Letter from the editors
The Editors
Issue 22
Becca: I’m truly so excited to have all of you on board at Triangle House. It’s so crazy that for the past three years, it’s pretty much been me and Monika running this entire little operation, and now we have a much wider swath of humans and it’s like...I really can’t even imagine the amazing possibilities that opens up! Thinking back on when we started the review, something I thought about a lot was like: why. You know, there’s lots of lit mags out there, there’s lots of vessels for work (although of course there are also vessels of work shuttering daily…) anyway, what is your WHY? Why did you want to get involved with Triangle House specifically, but also why do you want to be a part of a container that puts work out into the world in general?
Thea: Ok, so confession. I learned about Monika and Triangle House about two years ago when I was reading her interview on GAL and she was speaking about her job as a literary agent and that she’d started a magazine as a way to make something. The whole setup was so cool and there were a million books, hard wood floors, and an adorable cat. It just stuck in my mind. So cut to 2020 when I meet Monika at Tin House, interview her and Becca, and then get to join the rest of the crew!

= = = = = = =

- [Task instructions]:
**a)** Using the editors' letter, decide whether each statement agrees with it: (i) Becca says that she and Monika have pretty much run the operation alone for the past three years. (ii) Thea first met Monika at GAL. (iii) Thea learned about Monika and Triangle House about three years ago. For each one, answer yes or no and quote the words from the letter that settle it.
**b)** Continue the editors' letter from its final sentence, keeping the same conversational voice.
The listing is separate material with no connection to the editors' letter.

Records in a dataset
= = = = = = =

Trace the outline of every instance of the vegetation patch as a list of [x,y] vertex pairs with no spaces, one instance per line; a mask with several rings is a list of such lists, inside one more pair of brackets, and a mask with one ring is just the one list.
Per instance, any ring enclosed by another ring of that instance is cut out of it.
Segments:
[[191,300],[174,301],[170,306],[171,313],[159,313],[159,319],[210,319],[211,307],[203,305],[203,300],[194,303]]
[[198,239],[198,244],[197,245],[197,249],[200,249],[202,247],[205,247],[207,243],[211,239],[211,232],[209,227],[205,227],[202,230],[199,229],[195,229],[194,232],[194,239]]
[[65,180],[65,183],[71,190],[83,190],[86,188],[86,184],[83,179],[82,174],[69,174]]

= = = = = = =

- [Answers]:
**a)**
(i) Yes: "for the past three years, it’s pretty much been me and Monika running this entire little operation."
(ii) No: "So cut to 2020 when I meet Monika at Tin House."
(iii) No: "I learned about Monika and Triangle House about two years ago."

**b)**
I can’t wait to make something with other writers and creators. I mean making something is the ultimate way to fight against the man? (In addition to voting, supporting women, supporting black women, dismantling white supremacy, etc.) It’s like we’re all in this world which at once feels totally isolating but also totally connective through the interwebs. Every day feels like the apocalypse and then I’ll read a poem by Terrance Hayes or speculative fiction gem online and it’s like, yes, the world is still giving gifts. I want to be the giver, if you know what I mean.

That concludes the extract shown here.